**Goal of the exercise**
Copy the tooth extraction post, starting with "Then I jinxed" and going on through "sensitivity looked at.", and replace "orthodontia" with "braces".

**Passage provided**
——

Tuesday, September 20, 2005
tooth extraction, as viewed by an OT
It started out as a good day... I was having a little tooth sensitivity yesterday, but I mostly ignored it and tried to focus on the many tasks at hand. Life is busy as a pediatric occupational therapist in September.
Then I jinxed myself. This morning my sister mentioned that my niece was having some pain with her new orthodontia, so my wise comment was - "Well when they find bones in Olduvai Gorge the most common bones they find are jawbones and teeth - which is proof that these structures are built to last and are not designed to be moved." I should have kept my mouth shut, literally, because I scheduled a visit to the dentist to have my own tooth sensitivity looked at.
The dentist decided to pull my offending wisdom tooth, which was quite an experience. It didn't want to be separated from my jawbone, and it was in fact ankylosed. This interested me, because I never before considered that teeth could be ankylosed. The dentist's brow was beaded with sweat and he was smiling nervously about my questioning if he ate his Wheaties that morning. He was not as impressed with the whole experience. The novacaine is still working though, so I still have a certain sense of humor that may not be present in another hour or so.
So besides learning that teeth could be ankylosed, I also had some flashback to kinesiology as the dentist began leaning on my chin to increase his force and gain some mechanical advantage over my stubborn tooth. Then I wondered if dentists experienced repetitive strain injuries if they did too many extractions. Then I distracted myself by staring at his left earlobe, which had a diamond stud in it. I wondered if the money he got from my tooth would go for another piercing or some ink. I decided that most people don't have pierced and inked dentists, but it didn't offend me. I used to tell my students that some people could be put off by ink and piercings - and they generally perceived me as squashing their rights and freedom of expression. Maybe I was wrong about the whole thing though. Having a punk rock dentist leaning on my chin and cranking on my tooth wasn't as upsetting as you might imagine.
Tomorrow is another day. I hope I can function.

——

**Provided material**

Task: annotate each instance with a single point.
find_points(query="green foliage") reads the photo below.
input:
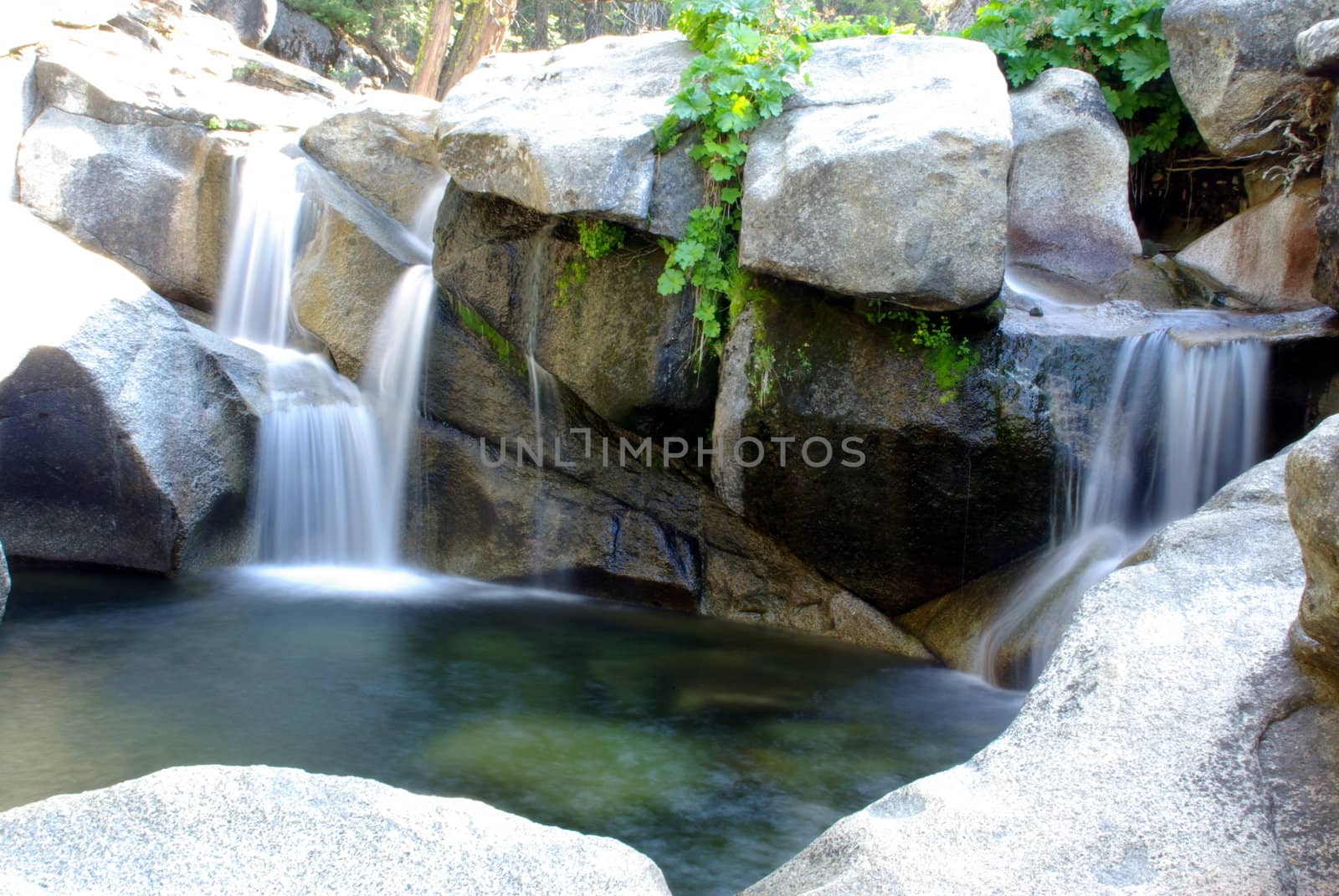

——

**Exercise answer**
Then I jinxed myself. This morning my sister mentioned that my niece was having some pain with her new braces, so my wise comment was - "Well when they find bones in Olduvai Gorge the most common bones they find are jawbones and teeth - which is proof that these structures are built to last and are not designed to be moved." I should have kept my mouth shut, literally, because I scheduled a visit to the dentist to have my own tooth sensitivity looked at.